Count the lines in the data that contain the string "gray", matching case exactly, and reply with only that number.

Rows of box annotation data
+ + + +
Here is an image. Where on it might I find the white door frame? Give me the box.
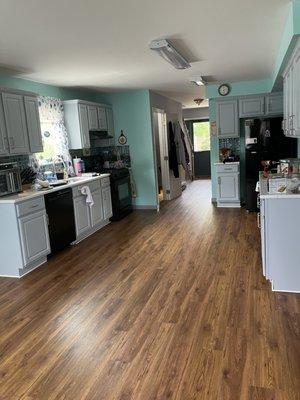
[152,107,171,211]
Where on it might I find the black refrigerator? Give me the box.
[244,118,298,211]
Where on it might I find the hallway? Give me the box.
[0,180,300,400]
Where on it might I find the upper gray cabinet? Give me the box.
[2,93,30,154]
[217,100,239,138]
[239,96,265,118]
[64,100,113,149]
[24,96,43,153]
[266,93,283,115]
[0,89,43,155]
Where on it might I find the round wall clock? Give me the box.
[218,83,230,96]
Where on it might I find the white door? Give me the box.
[102,186,113,219]
[19,211,50,265]
[217,100,239,138]
[2,93,30,154]
[98,107,107,131]
[91,189,103,226]
[78,104,91,148]
[0,96,9,155]
[74,196,91,237]
[87,106,99,131]
[218,174,239,201]
[24,96,43,153]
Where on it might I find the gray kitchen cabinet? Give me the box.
[91,189,103,226]
[74,195,92,237]
[0,96,9,155]
[2,93,30,154]
[87,105,99,131]
[19,210,50,266]
[217,100,239,138]
[102,186,113,219]
[265,93,283,116]
[24,96,44,153]
[239,96,265,118]
[98,107,107,131]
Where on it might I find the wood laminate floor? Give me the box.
[0,180,300,400]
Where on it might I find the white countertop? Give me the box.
[259,173,300,199]
[0,174,110,205]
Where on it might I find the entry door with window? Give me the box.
[192,120,211,177]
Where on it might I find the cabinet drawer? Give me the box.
[73,179,100,197]
[101,176,110,187]
[216,164,239,173]
[16,196,45,217]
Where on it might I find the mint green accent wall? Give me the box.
[98,90,156,207]
[206,79,271,99]
[0,74,98,101]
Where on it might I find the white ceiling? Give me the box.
[0,0,289,107]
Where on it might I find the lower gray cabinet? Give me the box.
[74,195,91,237]
[19,210,50,266]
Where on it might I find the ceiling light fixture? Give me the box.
[150,39,191,69]
[190,76,206,86]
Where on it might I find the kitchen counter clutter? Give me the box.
[258,174,300,293]
[0,174,112,278]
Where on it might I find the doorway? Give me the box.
[191,119,211,178]
[152,108,171,210]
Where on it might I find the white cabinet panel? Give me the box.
[87,105,99,131]
[239,96,265,118]
[91,189,103,226]
[78,104,91,148]
[74,196,91,236]
[0,97,9,155]
[266,93,283,115]
[98,107,107,131]
[19,211,50,265]
[217,100,239,138]
[102,186,113,219]
[2,93,30,154]
[24,96,43,153]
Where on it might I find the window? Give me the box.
[193,121,210,151]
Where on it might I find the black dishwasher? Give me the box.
[45,189,76,255]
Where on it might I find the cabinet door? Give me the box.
[2,93,30,154]
[218,174,240,201]
[239,96,265,118]
[0,97,9,155]
[106,108,115,144]
[102,186,113,219]
[74,196,91,237]
[87,105,99,131]
[24,96,44,153]
[266,93,283,115]
[91,189,103,226]
[78,104,91,148]
[217,100,239,138]
[290,50,300,137]
[19,211,50,265]
[98,107,107,131]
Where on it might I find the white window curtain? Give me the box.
[36,96,73,174]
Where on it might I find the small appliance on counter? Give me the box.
[0,163,22,196]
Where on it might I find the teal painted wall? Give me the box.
[98,90,156,207]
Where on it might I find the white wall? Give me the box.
[182,107,209,120]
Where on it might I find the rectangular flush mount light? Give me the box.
[150,39,191,69]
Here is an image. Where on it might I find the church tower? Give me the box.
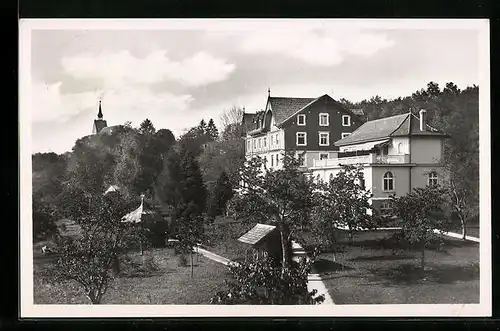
[92,100,108,134]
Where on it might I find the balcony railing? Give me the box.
[313,154,410,167]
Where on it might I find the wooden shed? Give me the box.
[238,223,281,261]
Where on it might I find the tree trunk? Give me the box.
[460,217,467,240]
[191,251,194,278]
[280,226,289,270]
[420,245,425,271]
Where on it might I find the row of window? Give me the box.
[295,132,350,146]
[247,133,280,151]
[297,113,351,126]
[383,171,438,192]
[317,172,438,192]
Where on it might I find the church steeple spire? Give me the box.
[97,100,103,120]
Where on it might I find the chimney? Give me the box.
[418,109,427,131]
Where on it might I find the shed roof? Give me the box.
[238,223,276,245]
[335,113,446,146]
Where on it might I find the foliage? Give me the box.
[392,185,450,269]
[32,194,58,240]
[207,171,233,218]
[230,151,315,269]
[211,256,324,305]
[340,82,479,218]
[314,165,376,247]
[53,191,138,304]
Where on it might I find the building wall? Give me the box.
[283,97,362,151]
[410,137,443,164]
[389,137,410,155]
[411,166,444,189]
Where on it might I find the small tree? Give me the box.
[54,191,137,304]
[208,171,233,218]
[211,256,325,305]
[392,185,450,270]
[314,166,376,245]
[230,151,314,270]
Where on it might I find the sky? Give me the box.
[29,21,479,153]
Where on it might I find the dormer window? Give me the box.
[297,114,306,126]
[319,113,330,126]
[342,115,351,126]
[296,132,307,146]
[319,132,330,146]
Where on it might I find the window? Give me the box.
[380,201,392,216]
[296,132,307,146]
[427,171,438,186]
[384,171,394,191]
[342,115,351,126]
[319,132,330,146]
[382,145,389,155]
[297,114,306,126]
[319,113,329,126]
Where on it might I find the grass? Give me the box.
[313,231,479,304]
[34,245,229,304]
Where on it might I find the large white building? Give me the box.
[309,110,447,213]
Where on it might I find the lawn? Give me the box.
[33,241,229,304]
[306,231,479,304]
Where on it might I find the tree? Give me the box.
[175,150,206,277]
[205,118,219,141]
[442,154,479,240]
[211,256,325,305]
[32,194,58,240]
[53,190,137,304]
[208,171,233,218]
[221,106,244,130]
[392,185,450,270]
[314,166,375,245]
[230,152,314,270]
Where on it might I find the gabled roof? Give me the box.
[268,97,317,125]
[349,108,365,116]
[238,223,276,245]
[335,113,446,146]
[94,120,108,133]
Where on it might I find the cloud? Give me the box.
[239,30,394,66]
[61,50,235,87]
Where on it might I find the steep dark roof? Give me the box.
[335,113,446,146]
[269,97,316,125]
[238,223,276,245]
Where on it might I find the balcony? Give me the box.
[313,154,410,167]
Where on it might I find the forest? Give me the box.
[32,82,479,240]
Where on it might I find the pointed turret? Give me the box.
[97,100,103,120]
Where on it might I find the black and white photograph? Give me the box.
[19,19,491,317]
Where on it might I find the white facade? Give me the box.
[310,136,443,214]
+ + + +
• _ANSWER TO THE PROBLEM_
3